_DOCUMENT EXTRACT_
QUĈRE, Sir James Long of this subject, for he understands it as well
as any gentleman in this nation, and desire him to write his marginall
notes.
___________________________________

[From Sir James Long, Dracot.] Memorandum. Between the years 1630 and
1634 Henry Poole, of Cyrencester, Esquire (since Sir Henry Poole,
Baronet), lost a falcon flying at Brook, in the spring of the year,
about three a'clock in the afternoon; and he had a falconer in Norway
at that time to take hawks for him, who discovered this falcon, upon
the stand from whence he was took at first, the next day in the
evening. This flight must be 600 miles at least.

Dame Julian Barnes, in her book of Hunting and Hawking, says that the
hawk's bells must be in proportion to the hawk, and they are to be
equiponderant, otherwise they will give the hawk an unequall ballast:
and as to their sound they are to differ by a semitone, which will
make them heard better than if they were unisons.
___________________________________

William of Malmesbury sayes that, anno Domini 900, tempore Regis
Alfredi, hawking was first used. Coteswold is a very fine countrey for
this sport, especially before they began to enclose about Malmesbury,
Newton, &c. It is a princely sport, and no doubt the novelty, together
with the delight, and the conveniency of this countrey, did make King
Athelstan much use it. I was wont to admire to behold King Athelstan's
figure in his monument at Malmesbury Abbey Church, with a falconer's
glove on his right hand, with a knobbe or tassel to put under his
girdle, as the falconers use still; but this chronologicall
advertisement cleares it. [The effigy on the monument here referred
to, as well as the monument itself, have no reference to Athelstan, as
they are of a style and character some hundreds of years subsequent to
that monarch's decease. If there were any tomb to Athelstan it would
have been placed near the high altar in the Presbytery, and very
different in form and decoration to the altar tomb and statue here
mentioned, which are at the east end of the south aisle of the nave.-
J. B.] Sir George Marshal of Cole Park, a-quarry to King James First,
had no more manners or humanity than to have his body buried under
this tombe. The Welsh did King Athelstan homage at the city of
Hereford, and covenanted yearly payment of 20li. gold, of silver 300,
oxen 2,500, besides hunting dogges and hawkes. He dyed anno Domini
941, and was buried with many trophies at Malmesbury. His lawes are
extant to this day among the lawes of other Saxon kings.


PART II.-CHAPTER XV.

THE RACE.

_EXERCISE DETAILS_
Resume the passage on hawking in Wiltshire from the point where it stops, carrying it on after its final line.

_DATA RECORDS_
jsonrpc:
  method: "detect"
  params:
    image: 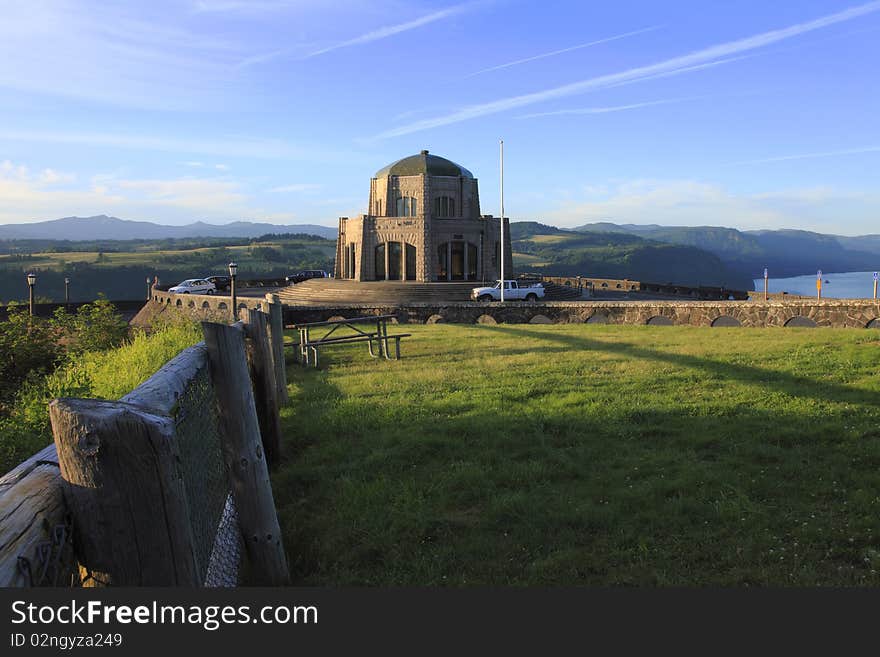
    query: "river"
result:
[755,271,874,299]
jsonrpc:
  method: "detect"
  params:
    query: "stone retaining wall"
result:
[127,292,880,328]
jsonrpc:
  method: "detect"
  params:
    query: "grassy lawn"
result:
[273,325,880,586]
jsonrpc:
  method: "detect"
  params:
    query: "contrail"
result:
[372,0,880,140]
[516,96,705,119]
[728,146,880,166]
[462,25,663,80]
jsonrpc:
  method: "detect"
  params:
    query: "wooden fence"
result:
[0,295,289,587]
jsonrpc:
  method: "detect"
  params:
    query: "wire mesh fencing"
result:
[174,364,242,587]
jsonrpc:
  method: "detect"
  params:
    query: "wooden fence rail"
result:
[0,298,289,587]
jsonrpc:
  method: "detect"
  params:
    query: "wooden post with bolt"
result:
[202,322,290,586]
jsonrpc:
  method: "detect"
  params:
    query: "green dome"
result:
[374,151,474,178]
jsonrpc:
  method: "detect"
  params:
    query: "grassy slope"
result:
[273,325,880,586]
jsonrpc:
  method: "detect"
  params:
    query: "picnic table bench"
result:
[294,315,411,367]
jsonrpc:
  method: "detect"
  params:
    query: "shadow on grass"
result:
[273,346,880,586]
[485,325,880,404]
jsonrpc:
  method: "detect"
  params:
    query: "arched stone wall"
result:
[785,315,818,328]
[136,291,880,329]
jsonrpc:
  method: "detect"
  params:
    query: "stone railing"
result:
[133,292,880,328]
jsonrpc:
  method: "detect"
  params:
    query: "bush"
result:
[0,312,202,473]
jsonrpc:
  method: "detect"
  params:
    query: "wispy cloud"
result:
[516,96,705,119]
[267,183,324,194]
[462,25,663,79]
[372,0,880,140]
[0,0,245,110]
[0,130,327,161]
[729,146,880,166]
[0,160,286,224]
[544,179,880,233]
[306,2,479,58]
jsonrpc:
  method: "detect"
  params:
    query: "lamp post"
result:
[28,273,37,317]
[499,139,504,303]
[229,261,238,321]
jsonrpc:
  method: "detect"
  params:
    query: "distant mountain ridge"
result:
[573,222,880,278]
[0,215,337,240]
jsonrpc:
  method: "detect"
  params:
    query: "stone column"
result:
[446,240,452,281]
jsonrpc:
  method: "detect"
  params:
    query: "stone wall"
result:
[133,292,880,328]
[129,290,263,328]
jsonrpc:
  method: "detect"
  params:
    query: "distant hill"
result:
[0,215,337,240]
[510,222,752,290]
[574,222,880,278]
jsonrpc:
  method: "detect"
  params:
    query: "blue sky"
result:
[0,0,880,235]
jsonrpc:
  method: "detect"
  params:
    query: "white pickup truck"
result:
[471,281,544,301]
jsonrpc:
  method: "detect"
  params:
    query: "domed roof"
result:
[374,151,474,178]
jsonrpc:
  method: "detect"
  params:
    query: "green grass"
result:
[273,325,880,586]
[68,322,203,399]
[0,322,202,474]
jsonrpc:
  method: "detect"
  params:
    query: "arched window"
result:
[406,244,416,281]
[343,243,356,278]
[386,242,403,281]
[395,196,418,217]
[434,196,456,218]
[437,240,480,281]
[373,242,385,281]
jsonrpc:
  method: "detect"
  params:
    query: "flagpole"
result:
[500,139,504,303]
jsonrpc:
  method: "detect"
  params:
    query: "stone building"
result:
[335,151,513,282]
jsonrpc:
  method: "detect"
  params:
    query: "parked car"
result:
[284,269,330,284]
[205,276,231,292]
[471,281,545,301]
[168,278,217,294]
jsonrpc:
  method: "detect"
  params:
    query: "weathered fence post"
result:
[244,308,281,465]
[202,322,289,585]
[261,293,288,405]
[49,399,201,586]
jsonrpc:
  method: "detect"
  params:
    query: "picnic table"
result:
[294,315,410,367]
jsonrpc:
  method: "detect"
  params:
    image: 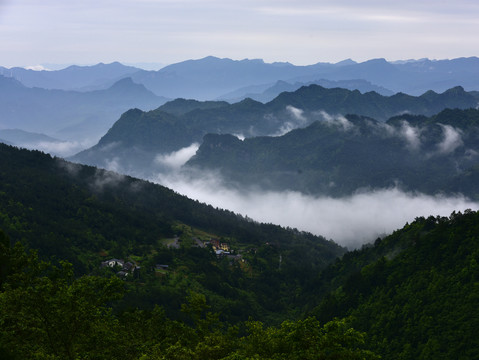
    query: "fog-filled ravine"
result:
[0,57,479,248]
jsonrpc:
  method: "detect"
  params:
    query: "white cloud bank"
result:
[155,169,479,248]
[155,143,200,169]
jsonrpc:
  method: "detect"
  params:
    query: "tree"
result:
[0,240,123,359]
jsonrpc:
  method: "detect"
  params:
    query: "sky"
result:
[0,0,479,67]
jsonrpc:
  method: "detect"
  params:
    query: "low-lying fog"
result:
[152,167,479,249]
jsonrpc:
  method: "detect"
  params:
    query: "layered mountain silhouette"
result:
[187,109,479,199]
[0,76,166,141]
[72,85,477,174]
[0,56,479,101]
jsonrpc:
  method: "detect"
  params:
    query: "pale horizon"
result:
[0,0,479,68]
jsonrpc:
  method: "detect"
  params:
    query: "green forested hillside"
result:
[310,211,479,359]
[187,109,479,198]
[0,145,479,360]
[72,85,477,174]
[0,144,345,322]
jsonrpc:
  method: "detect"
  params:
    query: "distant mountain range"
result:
[186,109,479,200]
[72,85,478,175]
[0,56,479,101]
[0,76,167,141]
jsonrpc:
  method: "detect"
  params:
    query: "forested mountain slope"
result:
[186,109,479,198]
[312,211,479,359]
[72,85,478,174]
[0,144,345,321]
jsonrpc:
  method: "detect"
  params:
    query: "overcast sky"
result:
[0,0,479,67]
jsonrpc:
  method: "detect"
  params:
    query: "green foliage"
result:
[73,85,477,176]
[0,238,377,360]
[187,109,479,198]
[313,211,479,359]
[0,240,123,359]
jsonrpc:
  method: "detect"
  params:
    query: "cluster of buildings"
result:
[101,259,140,278]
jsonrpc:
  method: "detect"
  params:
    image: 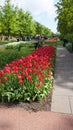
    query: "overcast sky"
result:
[0,0,59,33]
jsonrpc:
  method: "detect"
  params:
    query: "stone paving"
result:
[51,46,73,114]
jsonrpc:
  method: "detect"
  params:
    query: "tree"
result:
[0,0,16,36]
[56,0,73,42]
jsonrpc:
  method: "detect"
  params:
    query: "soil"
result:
[0,90,52,112]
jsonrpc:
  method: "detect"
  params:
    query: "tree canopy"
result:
[56,0,73,42]
[0,0,52,36]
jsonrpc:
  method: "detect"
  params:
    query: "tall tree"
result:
[0,0,16,36]
[56,0,73,42]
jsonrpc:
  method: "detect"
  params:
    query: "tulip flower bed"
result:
[0,46,55,102]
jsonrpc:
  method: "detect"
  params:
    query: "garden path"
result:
[51,46,73,114]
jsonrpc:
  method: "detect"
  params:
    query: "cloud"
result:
[12,0,55,16]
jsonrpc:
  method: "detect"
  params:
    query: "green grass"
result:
[0,40,15,45]
[0,46,34,69]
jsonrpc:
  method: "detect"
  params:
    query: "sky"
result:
[0,0,59,33]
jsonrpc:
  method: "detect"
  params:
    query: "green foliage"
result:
[66,43,72,52]
[0,44,34,69]
[56,0,73,42]
[0,0,52,37]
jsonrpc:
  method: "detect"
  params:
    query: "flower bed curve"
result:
[0,46,55,102]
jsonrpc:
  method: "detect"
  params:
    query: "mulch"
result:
[0,90,52,112]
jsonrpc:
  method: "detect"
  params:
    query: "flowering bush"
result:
[0,46,55,102]
[45,37,57,43]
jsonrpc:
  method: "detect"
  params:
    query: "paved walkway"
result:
[51,46,73,114]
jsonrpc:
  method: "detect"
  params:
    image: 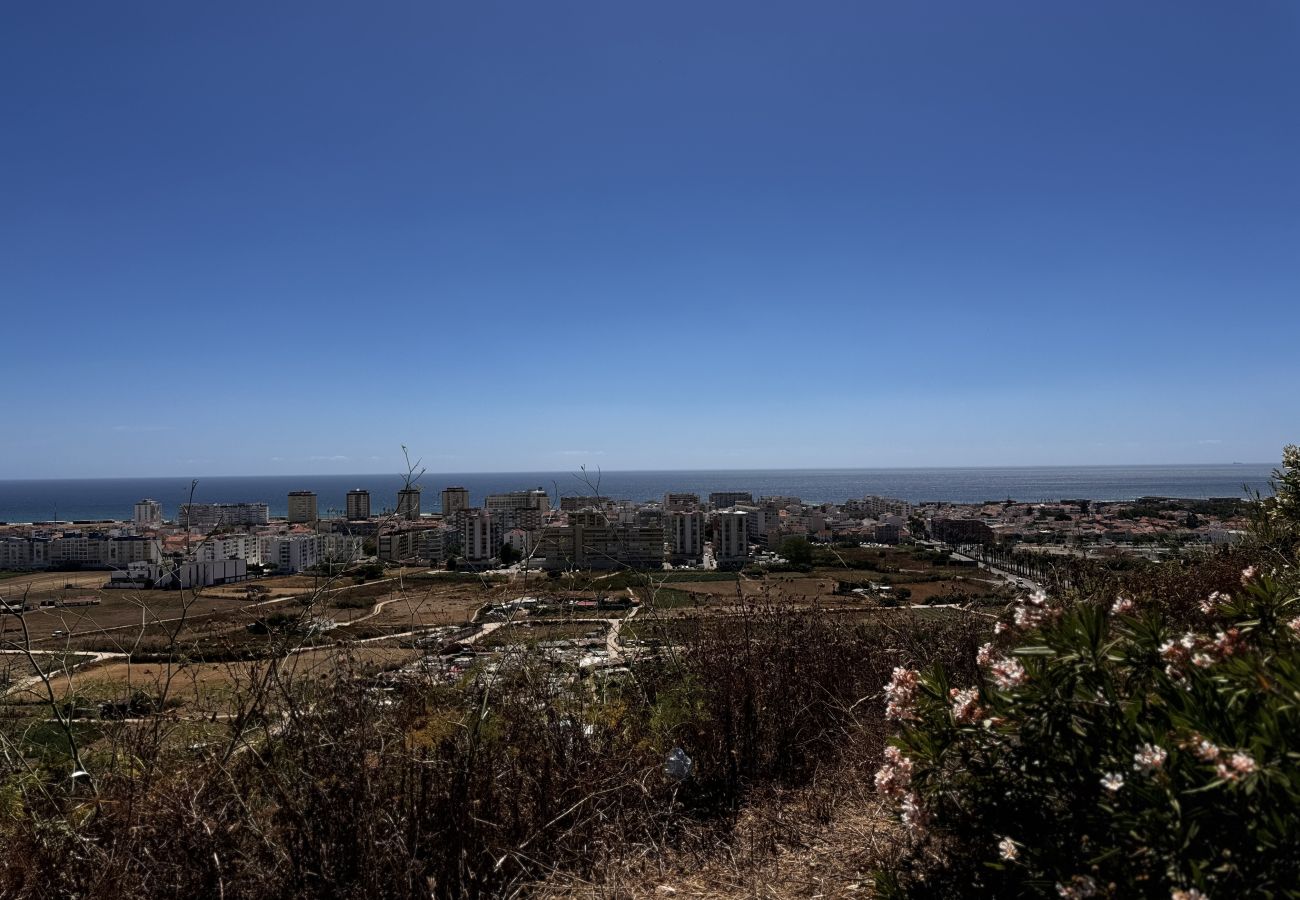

_REPLY_
HENRY Earle of Pembroke [1570-1601] instituted Salisbury Race;* which
hath since continued very famous, and beneficiall to the city. He
gave ..... pounds to the corporation of Sarum to provide every yeare,
in the first Thursday after Mid-Lent Sunday, a silver bell [see note
below], of ...... value; which, about 1630, was turned into a silver
cup of the same value. This race is of two sorts: the greater,
fourteen miles, beginnes at Whitesheet and ends on Harnham-hill, which
is very seldom runn, not once perhaps in twenty yeares. The shorter
begins at a place called the Start, at the end of the edge of the
north downe of the farme of Broad Chalke, and ends at the standing at
the hare-warren, built by William Earle of Pembroke, and is four miles
from the Start.
___________________________________

*[In the civic archives of Salisbury, under the date of 1585, is the
following memorandum:- "These two years, in March, there was a race
run with horses at the farthest three miles from Sarum, at the which
were divers noble personages, and the Earl of Cumberland won the
golden bell, which was valued at 501. and better, the which earl is to
bring the same again next year, which he promised to do, upon his
honour, to the mayor of this city". See Hatcher's History of
Salisbury, p. 294. In the Appendix to that volume is a copy of an
Indenture, made in 1654, between the Mayor and Commonalty of the city
and Sir Edward Baynton of Bromham, relative to the race-cup. It
recites that Henry Earl of Pembroke in his lifetime gave a golden
bell, to be run for yearly, "at the place then used and accustomed
for horse races, upon the downe or plaine leading from New Sarum
towards the towne of Shaston [Shaftesbury], in the county of Dorset".
This would imply that the nobleman referred to was not the founder of
Salisbury Races. - J. B.]

It is certain that Peacock used to runn the four-miles course in five
minutes and a little more; and Dalavill since came but little short of
him. Peacock was first Sir Thomas Thynne's of Long-leate; who valued
him at 1,000 pounds. Philip Earle of Pembrock gave 51i. but to have a
sight of him: at last his lordship had him; I thinke by gift. Peacock
was a bastard barb. He was the most beautifull horse ever seen in this
last age, and was as fleet as handsome. He dyed about 1650.

"Here lies the man whose horse did gaine
The bell in race on Salisbury plaine;
Reader, I know not whether needs it,
You or your horse rather to reade it."

At Everly is another race. Quĉre, if the Earle of Abington hath not
set up another?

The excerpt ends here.